Show each line of the items below that contains the word "white", with case counting.

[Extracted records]
::::::::

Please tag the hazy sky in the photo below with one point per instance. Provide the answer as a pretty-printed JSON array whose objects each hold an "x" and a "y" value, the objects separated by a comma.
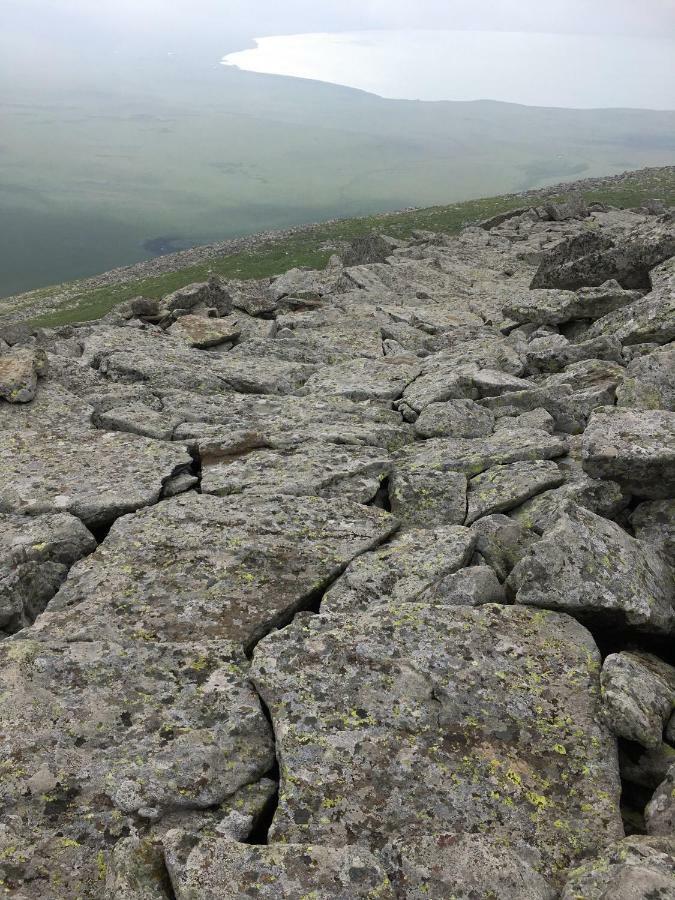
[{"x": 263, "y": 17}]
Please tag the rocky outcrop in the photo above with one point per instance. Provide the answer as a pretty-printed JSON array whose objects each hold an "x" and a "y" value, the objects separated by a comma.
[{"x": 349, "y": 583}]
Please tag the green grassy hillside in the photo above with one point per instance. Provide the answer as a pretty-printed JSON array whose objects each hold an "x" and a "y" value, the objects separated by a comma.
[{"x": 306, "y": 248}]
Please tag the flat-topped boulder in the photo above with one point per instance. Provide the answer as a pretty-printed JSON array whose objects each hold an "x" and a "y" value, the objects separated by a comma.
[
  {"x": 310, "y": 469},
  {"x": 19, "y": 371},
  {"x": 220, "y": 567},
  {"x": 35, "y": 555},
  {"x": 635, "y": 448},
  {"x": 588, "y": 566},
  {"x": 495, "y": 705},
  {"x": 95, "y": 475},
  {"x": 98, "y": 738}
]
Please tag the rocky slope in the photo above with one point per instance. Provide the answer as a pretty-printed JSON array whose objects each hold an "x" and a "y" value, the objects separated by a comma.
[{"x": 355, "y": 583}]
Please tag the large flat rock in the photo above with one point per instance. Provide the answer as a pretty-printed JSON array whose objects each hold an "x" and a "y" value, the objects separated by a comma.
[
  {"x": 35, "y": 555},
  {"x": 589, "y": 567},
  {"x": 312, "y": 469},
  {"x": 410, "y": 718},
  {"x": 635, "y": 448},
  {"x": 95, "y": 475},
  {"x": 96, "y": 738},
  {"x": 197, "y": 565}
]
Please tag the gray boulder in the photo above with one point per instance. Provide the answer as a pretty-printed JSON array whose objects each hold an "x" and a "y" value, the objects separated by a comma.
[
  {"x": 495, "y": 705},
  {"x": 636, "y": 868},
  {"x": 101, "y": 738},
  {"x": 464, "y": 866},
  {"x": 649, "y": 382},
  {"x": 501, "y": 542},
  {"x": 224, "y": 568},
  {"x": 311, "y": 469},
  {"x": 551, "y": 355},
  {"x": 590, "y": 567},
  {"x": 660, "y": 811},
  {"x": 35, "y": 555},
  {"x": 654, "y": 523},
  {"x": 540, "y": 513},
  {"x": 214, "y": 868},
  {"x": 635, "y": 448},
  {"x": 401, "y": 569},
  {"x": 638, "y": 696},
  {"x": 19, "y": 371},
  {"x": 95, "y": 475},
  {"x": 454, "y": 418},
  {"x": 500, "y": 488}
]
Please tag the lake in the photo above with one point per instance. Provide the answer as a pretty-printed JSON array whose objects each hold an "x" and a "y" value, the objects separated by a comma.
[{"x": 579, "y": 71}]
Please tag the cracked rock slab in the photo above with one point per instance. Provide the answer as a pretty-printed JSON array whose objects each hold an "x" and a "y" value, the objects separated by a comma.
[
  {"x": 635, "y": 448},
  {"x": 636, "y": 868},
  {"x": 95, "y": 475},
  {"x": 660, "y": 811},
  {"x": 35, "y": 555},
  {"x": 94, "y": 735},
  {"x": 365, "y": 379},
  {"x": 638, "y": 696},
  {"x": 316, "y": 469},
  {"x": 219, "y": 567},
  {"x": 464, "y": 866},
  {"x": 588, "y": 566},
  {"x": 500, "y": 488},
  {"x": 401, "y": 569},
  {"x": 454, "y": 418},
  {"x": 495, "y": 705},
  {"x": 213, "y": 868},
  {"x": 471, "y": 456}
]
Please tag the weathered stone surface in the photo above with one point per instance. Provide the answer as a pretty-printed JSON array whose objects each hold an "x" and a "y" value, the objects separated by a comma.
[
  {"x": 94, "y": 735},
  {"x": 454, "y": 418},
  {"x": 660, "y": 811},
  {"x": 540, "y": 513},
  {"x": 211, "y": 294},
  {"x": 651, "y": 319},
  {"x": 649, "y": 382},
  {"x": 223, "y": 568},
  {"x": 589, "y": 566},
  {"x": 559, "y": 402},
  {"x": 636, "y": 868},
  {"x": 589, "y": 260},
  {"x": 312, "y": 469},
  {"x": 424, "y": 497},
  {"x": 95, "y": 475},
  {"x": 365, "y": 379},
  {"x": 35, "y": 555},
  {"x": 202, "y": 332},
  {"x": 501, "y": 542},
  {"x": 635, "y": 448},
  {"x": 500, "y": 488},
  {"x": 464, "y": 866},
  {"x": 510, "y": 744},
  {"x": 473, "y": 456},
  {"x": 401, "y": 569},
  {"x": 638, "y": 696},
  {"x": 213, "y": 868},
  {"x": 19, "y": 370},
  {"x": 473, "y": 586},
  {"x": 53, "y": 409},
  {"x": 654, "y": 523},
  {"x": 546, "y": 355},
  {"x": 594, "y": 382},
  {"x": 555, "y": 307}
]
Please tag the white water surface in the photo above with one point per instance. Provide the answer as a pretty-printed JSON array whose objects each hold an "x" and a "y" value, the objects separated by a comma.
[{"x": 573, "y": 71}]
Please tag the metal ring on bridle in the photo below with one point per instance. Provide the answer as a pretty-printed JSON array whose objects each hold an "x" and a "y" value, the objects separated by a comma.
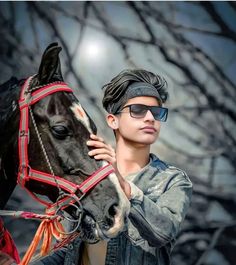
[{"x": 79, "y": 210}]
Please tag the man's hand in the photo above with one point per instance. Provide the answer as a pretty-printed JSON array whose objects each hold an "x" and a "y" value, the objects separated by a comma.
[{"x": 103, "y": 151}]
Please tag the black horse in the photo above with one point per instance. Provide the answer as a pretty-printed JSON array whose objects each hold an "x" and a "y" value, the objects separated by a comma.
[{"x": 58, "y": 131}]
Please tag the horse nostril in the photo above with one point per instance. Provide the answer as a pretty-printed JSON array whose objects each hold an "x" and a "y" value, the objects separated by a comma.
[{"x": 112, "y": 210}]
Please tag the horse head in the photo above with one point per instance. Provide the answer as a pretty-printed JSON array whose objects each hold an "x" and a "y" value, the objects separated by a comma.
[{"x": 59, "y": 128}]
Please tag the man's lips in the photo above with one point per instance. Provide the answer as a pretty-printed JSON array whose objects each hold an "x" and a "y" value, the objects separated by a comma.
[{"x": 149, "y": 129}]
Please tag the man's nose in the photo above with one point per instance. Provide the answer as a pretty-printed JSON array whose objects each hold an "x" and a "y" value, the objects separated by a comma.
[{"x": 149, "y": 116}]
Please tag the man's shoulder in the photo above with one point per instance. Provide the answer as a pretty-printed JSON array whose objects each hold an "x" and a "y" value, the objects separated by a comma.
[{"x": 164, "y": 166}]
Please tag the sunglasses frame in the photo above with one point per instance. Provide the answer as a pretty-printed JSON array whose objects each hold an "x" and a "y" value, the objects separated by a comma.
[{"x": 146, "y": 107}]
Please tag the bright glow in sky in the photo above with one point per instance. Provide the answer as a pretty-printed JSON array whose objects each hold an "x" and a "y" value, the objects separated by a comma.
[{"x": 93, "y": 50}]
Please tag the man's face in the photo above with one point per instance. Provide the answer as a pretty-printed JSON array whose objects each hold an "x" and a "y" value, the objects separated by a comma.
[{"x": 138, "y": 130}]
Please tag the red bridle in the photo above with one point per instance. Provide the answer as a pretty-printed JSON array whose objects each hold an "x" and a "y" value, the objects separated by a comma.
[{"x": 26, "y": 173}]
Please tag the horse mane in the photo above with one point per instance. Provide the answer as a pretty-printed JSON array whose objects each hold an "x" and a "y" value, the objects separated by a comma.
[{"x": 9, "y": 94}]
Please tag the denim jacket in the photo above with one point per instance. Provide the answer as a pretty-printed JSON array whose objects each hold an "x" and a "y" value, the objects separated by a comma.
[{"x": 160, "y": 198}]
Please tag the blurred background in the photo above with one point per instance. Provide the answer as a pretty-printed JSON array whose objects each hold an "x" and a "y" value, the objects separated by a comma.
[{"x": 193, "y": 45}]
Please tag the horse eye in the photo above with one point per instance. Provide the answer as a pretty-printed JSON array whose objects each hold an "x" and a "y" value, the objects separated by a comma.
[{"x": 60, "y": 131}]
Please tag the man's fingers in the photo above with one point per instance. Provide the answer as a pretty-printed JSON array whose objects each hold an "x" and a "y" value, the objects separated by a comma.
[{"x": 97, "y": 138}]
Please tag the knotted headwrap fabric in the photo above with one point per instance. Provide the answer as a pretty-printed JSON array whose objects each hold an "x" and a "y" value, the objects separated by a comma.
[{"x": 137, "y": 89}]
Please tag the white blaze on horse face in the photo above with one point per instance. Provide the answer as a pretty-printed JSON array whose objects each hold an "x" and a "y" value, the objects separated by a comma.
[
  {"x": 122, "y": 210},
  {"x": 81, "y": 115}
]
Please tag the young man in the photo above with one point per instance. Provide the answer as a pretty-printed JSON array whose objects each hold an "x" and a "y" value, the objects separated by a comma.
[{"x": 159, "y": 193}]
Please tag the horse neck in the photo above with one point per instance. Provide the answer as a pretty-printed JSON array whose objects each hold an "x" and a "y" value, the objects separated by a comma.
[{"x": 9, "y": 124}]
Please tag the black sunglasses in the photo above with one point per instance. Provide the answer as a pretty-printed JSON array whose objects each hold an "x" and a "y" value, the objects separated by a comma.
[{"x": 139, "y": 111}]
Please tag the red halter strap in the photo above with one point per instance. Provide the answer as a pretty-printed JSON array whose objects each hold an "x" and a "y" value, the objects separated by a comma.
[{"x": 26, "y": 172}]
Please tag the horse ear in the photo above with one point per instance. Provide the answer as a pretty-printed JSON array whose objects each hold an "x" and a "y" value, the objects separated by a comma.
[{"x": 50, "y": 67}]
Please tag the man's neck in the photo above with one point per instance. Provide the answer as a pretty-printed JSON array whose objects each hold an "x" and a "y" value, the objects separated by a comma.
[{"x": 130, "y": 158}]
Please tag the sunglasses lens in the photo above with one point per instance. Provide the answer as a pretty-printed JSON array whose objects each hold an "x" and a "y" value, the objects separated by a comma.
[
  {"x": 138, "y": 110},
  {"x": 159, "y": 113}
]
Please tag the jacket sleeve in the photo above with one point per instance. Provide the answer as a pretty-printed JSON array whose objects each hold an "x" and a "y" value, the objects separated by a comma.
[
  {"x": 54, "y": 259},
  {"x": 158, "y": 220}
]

::::::::

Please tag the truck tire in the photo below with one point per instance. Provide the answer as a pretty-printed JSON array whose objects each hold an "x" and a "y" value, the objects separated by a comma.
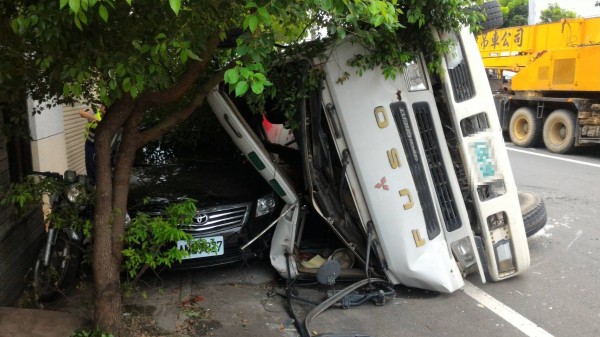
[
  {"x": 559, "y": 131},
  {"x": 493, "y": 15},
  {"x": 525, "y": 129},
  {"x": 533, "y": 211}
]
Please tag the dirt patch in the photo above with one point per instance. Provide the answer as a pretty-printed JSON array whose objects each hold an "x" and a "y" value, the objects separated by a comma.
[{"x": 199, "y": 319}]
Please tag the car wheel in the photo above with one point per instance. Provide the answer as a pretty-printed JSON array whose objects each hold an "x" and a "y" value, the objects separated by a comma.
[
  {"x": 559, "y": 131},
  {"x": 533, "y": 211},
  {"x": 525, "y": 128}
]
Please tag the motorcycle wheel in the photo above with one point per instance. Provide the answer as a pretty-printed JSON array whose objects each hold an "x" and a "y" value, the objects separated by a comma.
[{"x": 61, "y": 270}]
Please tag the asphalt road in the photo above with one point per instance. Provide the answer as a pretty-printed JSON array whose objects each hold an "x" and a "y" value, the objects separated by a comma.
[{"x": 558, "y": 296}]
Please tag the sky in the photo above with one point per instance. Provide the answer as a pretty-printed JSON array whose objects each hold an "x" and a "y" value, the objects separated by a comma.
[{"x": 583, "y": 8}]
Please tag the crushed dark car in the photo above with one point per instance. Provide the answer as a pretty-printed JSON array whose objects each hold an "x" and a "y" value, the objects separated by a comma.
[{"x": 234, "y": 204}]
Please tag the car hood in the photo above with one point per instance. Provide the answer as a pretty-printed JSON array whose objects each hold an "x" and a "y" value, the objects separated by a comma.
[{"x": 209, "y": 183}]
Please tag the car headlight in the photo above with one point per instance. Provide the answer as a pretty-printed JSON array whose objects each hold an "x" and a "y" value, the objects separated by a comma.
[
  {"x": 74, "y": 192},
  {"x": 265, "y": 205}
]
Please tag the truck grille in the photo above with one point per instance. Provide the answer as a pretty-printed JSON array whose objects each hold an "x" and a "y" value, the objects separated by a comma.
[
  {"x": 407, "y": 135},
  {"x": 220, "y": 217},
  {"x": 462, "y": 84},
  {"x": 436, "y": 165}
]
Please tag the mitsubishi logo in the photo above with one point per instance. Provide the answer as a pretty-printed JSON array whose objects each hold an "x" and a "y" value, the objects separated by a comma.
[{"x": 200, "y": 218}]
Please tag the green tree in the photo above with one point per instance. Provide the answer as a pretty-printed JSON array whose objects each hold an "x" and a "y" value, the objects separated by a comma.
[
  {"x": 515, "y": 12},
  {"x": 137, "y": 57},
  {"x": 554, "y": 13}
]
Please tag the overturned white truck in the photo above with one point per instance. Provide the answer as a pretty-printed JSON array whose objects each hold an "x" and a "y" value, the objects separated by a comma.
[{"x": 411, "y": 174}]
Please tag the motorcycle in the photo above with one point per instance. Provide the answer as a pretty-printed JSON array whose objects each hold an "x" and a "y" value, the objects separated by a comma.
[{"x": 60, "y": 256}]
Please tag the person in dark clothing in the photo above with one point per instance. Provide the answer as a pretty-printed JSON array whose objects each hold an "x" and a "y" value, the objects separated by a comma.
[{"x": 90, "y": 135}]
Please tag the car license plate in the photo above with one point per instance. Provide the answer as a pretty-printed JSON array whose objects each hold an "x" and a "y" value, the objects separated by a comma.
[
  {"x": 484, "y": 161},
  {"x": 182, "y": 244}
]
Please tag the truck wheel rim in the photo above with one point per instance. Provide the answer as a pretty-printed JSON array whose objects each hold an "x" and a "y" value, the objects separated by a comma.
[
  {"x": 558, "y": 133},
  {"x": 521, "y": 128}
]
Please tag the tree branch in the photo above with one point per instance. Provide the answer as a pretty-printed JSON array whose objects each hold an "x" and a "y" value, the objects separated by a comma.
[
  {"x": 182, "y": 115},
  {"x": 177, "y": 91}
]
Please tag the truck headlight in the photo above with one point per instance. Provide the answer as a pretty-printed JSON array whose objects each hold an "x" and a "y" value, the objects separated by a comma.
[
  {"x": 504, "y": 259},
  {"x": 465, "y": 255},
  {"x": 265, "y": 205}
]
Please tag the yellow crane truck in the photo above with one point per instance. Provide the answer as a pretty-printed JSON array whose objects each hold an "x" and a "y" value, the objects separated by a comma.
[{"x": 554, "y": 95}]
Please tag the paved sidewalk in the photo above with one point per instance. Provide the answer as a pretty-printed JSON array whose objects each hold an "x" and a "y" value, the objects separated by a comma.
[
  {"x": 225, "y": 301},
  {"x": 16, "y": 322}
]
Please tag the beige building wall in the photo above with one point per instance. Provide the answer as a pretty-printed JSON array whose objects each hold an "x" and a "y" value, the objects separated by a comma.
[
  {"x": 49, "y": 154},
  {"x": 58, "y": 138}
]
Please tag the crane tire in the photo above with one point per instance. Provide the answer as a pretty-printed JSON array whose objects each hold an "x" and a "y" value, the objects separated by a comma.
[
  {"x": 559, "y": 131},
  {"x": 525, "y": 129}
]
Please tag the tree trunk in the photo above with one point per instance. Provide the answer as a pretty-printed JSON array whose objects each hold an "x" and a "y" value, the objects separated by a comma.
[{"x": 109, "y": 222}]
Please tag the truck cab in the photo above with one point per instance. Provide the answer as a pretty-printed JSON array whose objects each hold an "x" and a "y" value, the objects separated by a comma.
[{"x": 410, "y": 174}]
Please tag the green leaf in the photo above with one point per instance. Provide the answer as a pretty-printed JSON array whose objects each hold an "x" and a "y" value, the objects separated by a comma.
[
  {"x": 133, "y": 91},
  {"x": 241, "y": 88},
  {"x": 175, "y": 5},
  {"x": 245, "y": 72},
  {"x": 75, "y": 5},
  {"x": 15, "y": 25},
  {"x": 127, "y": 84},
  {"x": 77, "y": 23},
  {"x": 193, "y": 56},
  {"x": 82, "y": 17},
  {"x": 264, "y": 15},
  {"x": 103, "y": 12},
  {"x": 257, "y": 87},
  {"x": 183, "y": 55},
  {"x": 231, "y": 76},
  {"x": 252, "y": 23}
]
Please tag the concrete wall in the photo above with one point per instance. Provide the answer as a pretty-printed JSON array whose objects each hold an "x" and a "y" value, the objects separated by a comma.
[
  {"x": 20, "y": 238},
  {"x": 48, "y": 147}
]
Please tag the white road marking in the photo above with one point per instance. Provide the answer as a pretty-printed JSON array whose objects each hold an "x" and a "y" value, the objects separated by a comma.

::::::::

Answer to the task:
Please tag the white water surface in the photo above with one point per instance. Provide the answer as a pretty-printed JSON array whose objects each hold an "x" and a "y" value, the objects separated by a comma.
Please tag the white blaze on horse face in the photo above with one point per instance. Provide the answer as a pretty-printed JSON array whose objects each hold an "x" and a "y" value, the objects separated by a comma.
Please tag the overturned white truck in the photo above with one point per instance. Provide the answer as a pretty-printed JSON array whose objects each hold an "x" and a "y" value, the objects separated by a comma.
Please tag the white road marking in the photo above with one point per instance. Provide the answer as a pretty-printed JSON array whose objects each hold an "x" and a "y" value, the objects separated by a comma.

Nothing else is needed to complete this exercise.